===== Trecho original
2009 – Um turista acidental registra suas impressões
Ainda não é hora de falar de comida nem de táxi, mas o motorista de táxi que nos levou na primeira noite à churrascaria Barranco, um garotão, observou o seguinte: as cidades são todas iguais, o que é diferente é a comida. Lembrei do hippie de Easy Rider que diz que veio de uma cidade e, perguntado de qual cidade, responde apenas: “Uma cidade; são todas iguais”. Mas respondi para o garoto gaúcho que não é bem assim: não é toda cidade, por exemplo, que se dá ao luxo de ter um Guaíba.
São Paulo transformou o Tietê, o Pinheiros e o Tamanduateí em esgotos. Belo Horizonte, tadinha, sequer tem um rio – tem só um ribeirão, o Arrudas, e a única lagoa, lembra a Mary, é postiça, foi invenção do JK no tempo em que o Nieyemer ainda não tinha a mania de acabar com a grama e todo tipo de vegetação pra cimentar o chão nos lugares por onde passa. (Pobres lugares por onde ele passa.)
==========
## Instrução 1:
Liste os rios que, segundo o trecho original, São Paulo transformou em esgotos.
===== Listagem
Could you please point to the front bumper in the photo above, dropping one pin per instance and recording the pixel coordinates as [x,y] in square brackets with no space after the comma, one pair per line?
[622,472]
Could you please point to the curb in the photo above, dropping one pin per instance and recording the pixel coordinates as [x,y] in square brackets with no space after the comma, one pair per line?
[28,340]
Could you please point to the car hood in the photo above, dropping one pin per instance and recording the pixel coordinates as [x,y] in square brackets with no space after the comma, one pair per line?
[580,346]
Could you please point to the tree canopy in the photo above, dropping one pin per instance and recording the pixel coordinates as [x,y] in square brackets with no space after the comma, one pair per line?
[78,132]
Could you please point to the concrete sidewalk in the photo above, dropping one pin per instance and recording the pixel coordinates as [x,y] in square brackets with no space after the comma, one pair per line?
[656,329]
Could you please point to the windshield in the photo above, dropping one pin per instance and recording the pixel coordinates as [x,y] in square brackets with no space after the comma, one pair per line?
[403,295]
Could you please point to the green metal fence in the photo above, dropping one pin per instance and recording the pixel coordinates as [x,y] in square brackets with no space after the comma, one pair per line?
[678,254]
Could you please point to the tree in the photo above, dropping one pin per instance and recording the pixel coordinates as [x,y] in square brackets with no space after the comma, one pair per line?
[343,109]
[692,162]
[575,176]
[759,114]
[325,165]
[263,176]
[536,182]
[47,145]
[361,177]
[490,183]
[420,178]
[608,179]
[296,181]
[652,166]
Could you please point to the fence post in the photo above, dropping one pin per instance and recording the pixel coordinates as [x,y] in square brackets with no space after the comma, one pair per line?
==========
## Instrução 2:
Transcreva a listagem acima como uma lista JSON de strings, com um item para cada linha e sem as linhas em branco.

## Resposta final 1:
Tietê, Pinheiros e Tamanduateí.

## Resposta final 2:
[
  "Could you please point to the front bumper in the photo above, dropping one pin per instance and recording the pixel coordinates as [x,y] in square brackets with no space after the comma, one pair per line?",
  "[622,472]",
  "Could you please point to the curb in the photo above, dropping one pin per instance and recording the pixel coordinates as [x,y] in square brackets with no space after the comma, one pair per line?",
  "[28,340]",
  "Could you please point to the car hood in the photo above, dropping one pin per instance and recording the pixel coordinates as [x,y] in square brackets with no space after the comma, one pair per line?",
  "[580,346]",
  "Could you please point to the tree canopy in the photo above, dropping one pin per instance and recording the pixel coordinates as [x,y] in square brackets with no space after the comma, one pair per line?",
  "[78,132]",
  "Could you please point to the concrete sidewalk in the photo above, dropping one pin per instance and recording the pixel coordinates as [x,y] in square brackets with no space after the comma, one pair per line?",
  "[656,329]",
  "Could you please point to the windshield in the photo above, dropping one pin per instance and recording the pixel coordinates as [x,y] in square brackets with no space after the comma, one pair per line?",
  "[403,295]",
  "Could you please point to the green metal fence in the photo above, dropping one pin per instance and recording the pixel coordinates as [x,y] in square brackets with no space after the comma, one pair per line?",
  "[678,254]",
  "Could you please point to the tree in the photo above, dropping one pin per instance and recording the pixel coordinates as [x,y] in square brackets with no space after the comma, one pair per line?",
  "[343,109]",
  "[692,162]",
  "[575,176]",
  "[759,114]",
  "[325,165]",
  "[263,176]",
  "[536,182]",
  "[47,145]",
  "[361,177]",
  "[490,183]",
  "[420,178]",
  "[608,179]",
  "[296,181]",
  "[652,166]",
  "Could you please point to the fence post in the photo above, dropping one pin per instance and recording the pixel coordinates as [x,y] in square brackets with no space after the comma, one pair per line?"
]